* _Goal 1_:
Reproduce the passage of the rent-to-buy article below word for word, from "With the standard" to "property is refinanced.".

Those looking to get a piece of the Australian dream of buying a home are still falling victim to a shadowy scam commonly called rent-to-buy deals.
So why – if the prices are over inflated and there is no legal security over the property – are these people shelling out thousands upon thousands of dollars and more importantly is nothing being done?
I read a brilliant piece that was written recently about how many Australians are still falling prey to the rent-to-buy schemes that we see plastered all over telephone poles and in the classified section of the newspapers.
In a recent Real Estate Talk show the writer of the article, Professor of Law at Curtin University, Eileen Webb, discussed these schemes.
HERE’S A TRANSCRIPT OF THE INTERVIEW:
(Alternatively you can listen to the short podcast at the top)
Kevin: How do these schemes work?
Prof. Webb: The easiest way to look at them or understand them is to compare them to a regular bank loan.
With the standard bank loans, you have land being transferred to a purchaser upon settlement.
The mortgage is noted as a charge on the title but the purchaser is acknowledged as being the owner of the land.
Now, this never happens with these fringe lending schemes.
The land won’t be transferred to the purchaser until it’s paid off in full, and you allegedly pay off your home by simply paying rent for that period or until the property is refinanced.
The problem is that the so-called purchaser never actually has an interest in the land.
You’re like a renter, and so if they default, the vendor can simply say, “Oh, you’re in breach of your contract.”
They lose everything that they’ve paid and the opportunity to buy the house.
Kevin: Is there a record of the deal anywhere that it shows that the renter is, in fact, buying the home?
Prof. Webb: This is one of the big issues with this.

* _Material for this task_:

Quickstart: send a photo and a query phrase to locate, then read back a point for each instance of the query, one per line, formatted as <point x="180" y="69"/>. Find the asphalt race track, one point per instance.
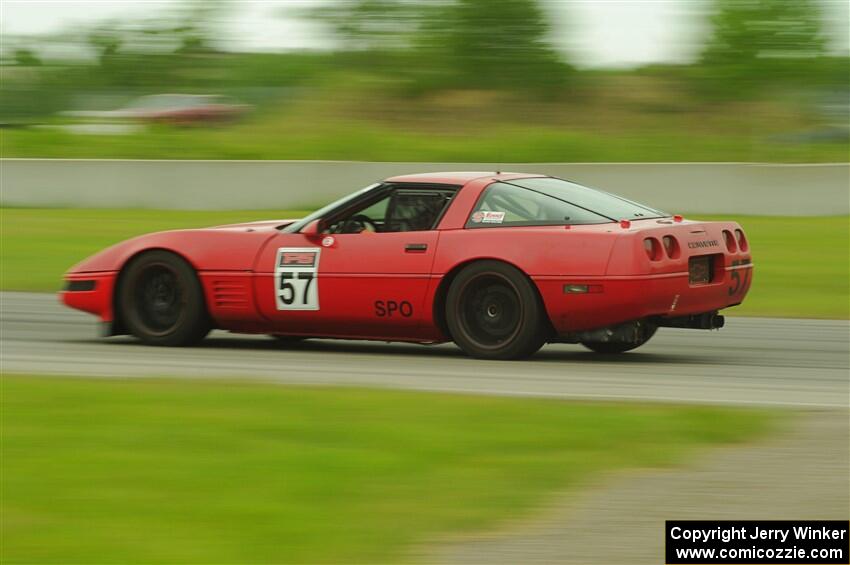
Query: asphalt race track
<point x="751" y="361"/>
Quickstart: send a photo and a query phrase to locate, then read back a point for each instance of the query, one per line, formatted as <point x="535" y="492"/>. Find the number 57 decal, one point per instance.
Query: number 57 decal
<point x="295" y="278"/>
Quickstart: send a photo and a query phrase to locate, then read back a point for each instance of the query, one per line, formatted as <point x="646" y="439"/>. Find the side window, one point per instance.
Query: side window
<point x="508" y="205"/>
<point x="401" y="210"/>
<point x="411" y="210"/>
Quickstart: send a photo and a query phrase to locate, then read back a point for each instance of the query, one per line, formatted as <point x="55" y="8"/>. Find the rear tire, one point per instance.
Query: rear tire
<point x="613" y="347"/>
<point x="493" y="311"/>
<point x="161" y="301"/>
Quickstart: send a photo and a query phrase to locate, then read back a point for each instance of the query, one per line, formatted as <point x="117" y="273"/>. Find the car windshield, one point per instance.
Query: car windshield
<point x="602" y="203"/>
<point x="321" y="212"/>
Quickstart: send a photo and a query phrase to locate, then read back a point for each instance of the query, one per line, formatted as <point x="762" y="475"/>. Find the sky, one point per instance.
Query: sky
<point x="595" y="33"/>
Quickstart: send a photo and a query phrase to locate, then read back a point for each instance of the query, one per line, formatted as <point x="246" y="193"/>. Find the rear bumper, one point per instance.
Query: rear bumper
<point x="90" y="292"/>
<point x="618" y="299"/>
...
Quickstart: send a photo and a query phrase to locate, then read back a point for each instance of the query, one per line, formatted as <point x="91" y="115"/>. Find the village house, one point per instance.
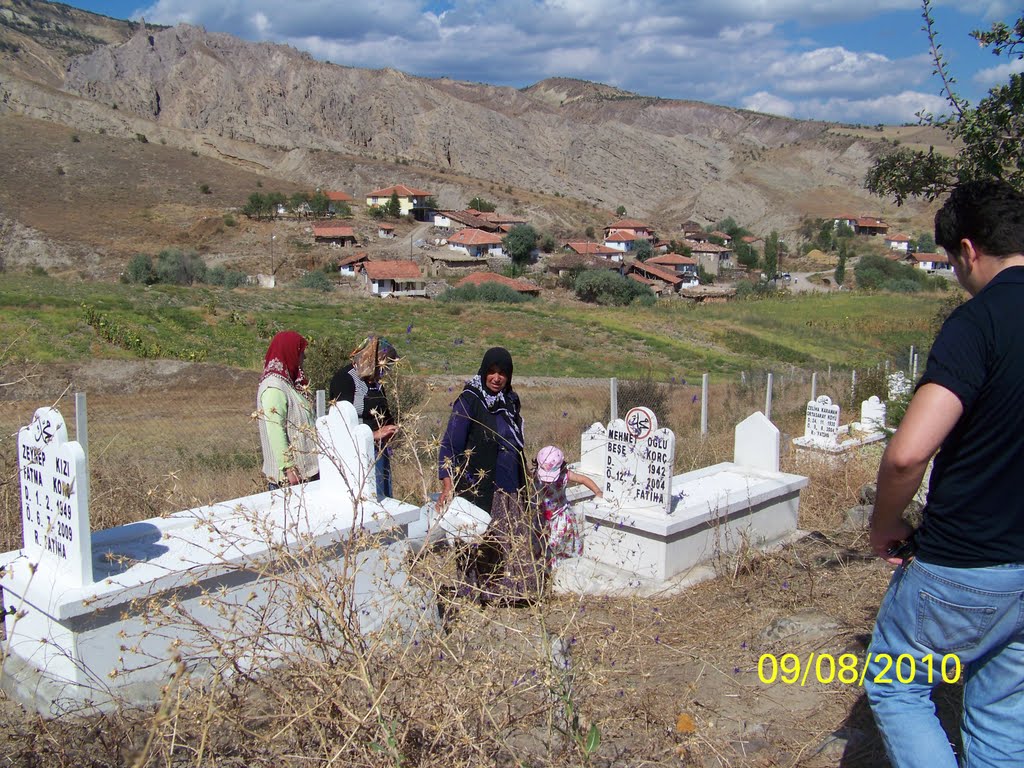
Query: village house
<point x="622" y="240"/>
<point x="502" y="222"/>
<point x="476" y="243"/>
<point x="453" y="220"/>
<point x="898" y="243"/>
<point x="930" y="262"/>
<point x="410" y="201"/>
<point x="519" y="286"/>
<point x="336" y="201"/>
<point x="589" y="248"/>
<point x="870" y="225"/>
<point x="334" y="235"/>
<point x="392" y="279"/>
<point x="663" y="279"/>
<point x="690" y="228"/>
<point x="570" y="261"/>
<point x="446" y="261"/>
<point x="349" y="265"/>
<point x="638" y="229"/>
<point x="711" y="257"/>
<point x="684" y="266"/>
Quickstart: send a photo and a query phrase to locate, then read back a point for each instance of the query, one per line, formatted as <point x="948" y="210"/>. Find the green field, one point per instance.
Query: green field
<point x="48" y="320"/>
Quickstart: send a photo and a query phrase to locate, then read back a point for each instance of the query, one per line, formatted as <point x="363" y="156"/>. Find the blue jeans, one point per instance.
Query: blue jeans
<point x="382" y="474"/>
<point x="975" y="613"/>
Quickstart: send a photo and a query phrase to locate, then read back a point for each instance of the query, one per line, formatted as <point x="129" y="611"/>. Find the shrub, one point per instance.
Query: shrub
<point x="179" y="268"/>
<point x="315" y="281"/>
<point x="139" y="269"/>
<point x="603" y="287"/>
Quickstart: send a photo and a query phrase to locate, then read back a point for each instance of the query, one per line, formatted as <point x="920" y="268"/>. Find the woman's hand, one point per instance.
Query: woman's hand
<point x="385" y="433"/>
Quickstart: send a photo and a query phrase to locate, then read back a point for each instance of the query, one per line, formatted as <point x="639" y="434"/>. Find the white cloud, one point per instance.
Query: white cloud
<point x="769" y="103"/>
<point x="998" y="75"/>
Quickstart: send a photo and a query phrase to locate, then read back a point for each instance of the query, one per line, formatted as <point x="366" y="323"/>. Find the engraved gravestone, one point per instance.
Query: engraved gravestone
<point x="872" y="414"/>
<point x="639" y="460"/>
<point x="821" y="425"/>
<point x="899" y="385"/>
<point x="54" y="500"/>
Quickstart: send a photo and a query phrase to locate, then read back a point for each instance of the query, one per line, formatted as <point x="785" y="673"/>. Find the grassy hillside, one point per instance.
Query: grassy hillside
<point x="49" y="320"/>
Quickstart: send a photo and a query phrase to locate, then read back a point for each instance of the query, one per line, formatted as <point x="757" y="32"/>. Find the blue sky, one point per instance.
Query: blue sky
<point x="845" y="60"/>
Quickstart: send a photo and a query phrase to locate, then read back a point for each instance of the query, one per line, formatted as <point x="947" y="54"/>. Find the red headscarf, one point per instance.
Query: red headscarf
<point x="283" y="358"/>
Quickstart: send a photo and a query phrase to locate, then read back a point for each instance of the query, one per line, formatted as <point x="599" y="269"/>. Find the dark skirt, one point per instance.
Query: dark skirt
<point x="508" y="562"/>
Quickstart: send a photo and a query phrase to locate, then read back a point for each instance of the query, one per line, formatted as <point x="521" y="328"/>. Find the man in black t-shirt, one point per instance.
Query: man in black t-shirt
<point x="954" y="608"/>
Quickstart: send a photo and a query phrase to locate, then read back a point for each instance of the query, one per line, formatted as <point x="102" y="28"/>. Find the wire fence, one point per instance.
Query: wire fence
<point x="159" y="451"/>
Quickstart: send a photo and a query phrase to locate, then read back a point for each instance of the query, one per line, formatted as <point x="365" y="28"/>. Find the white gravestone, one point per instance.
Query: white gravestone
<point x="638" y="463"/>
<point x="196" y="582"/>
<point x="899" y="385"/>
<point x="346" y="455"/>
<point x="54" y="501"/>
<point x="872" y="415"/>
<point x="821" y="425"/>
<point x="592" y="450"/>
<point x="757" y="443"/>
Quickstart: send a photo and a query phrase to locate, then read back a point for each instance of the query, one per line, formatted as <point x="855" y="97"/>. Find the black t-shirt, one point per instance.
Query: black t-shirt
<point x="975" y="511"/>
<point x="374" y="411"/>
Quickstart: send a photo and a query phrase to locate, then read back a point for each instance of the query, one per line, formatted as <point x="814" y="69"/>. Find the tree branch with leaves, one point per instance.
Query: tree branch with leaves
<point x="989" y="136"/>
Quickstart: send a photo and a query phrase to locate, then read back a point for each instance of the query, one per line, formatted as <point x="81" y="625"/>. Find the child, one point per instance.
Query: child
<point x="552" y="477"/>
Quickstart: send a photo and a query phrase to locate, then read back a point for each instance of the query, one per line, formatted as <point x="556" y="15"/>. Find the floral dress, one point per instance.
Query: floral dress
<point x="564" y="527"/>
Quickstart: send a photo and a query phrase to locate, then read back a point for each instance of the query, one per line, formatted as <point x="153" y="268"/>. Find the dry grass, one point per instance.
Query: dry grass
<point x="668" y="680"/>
==
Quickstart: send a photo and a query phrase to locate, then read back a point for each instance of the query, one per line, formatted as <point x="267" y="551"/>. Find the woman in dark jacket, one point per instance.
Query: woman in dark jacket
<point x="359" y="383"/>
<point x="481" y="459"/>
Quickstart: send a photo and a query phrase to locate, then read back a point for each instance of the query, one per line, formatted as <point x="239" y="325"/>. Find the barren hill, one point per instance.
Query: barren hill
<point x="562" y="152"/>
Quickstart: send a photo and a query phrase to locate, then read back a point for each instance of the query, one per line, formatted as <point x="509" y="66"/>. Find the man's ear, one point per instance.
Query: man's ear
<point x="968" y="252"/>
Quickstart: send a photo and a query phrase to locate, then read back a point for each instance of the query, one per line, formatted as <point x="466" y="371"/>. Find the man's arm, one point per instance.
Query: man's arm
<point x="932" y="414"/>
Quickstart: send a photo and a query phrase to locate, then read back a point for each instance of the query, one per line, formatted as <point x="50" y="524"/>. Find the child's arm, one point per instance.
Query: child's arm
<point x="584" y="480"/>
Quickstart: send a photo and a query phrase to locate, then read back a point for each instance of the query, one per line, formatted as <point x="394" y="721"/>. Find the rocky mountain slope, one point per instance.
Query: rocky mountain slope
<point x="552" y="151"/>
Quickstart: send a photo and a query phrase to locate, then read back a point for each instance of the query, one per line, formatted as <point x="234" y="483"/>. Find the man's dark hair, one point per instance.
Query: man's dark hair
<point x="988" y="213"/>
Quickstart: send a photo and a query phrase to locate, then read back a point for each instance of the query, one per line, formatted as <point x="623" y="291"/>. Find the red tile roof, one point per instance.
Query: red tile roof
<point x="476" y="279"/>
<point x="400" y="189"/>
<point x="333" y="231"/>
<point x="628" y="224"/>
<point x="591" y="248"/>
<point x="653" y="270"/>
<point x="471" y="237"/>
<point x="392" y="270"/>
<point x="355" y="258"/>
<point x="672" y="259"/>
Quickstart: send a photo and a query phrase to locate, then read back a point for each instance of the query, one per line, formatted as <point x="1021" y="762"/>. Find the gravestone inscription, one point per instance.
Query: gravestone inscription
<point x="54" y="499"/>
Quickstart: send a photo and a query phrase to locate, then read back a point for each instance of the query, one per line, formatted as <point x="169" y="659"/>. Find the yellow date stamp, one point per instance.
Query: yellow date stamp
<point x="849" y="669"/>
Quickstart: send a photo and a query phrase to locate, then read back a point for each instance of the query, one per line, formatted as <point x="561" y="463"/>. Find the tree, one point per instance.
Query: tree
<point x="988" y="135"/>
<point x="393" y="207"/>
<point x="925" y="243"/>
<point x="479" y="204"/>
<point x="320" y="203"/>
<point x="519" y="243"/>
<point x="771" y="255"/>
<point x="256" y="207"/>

* _Goal 2_:
Pull out every line of the records above that contains the string "with", matching its case exactly.

* _Written solution 1_:
With the standard bank loans, you have land being transferred to a purchaser upon settlement.
The mortgage is noted as a charge on the title but the purchaser is acknowledged as being the owner of the land.
Now, this never happens with these fringe lending schemes.
The land won’t be transferred to the purchaser until it’s paid off in full, and you allegedly pay off your home by simply paying rent for that period or until the property is refinanced.

* _Written solution 2_:
Quickstart: send a photo and a query phrase to locate, then read back a point for each instance of the query, one per line, formatted as <point x="814" y="69"/>. Find the tree branch with leaves, one point per instance.
Query: tree branch with leaves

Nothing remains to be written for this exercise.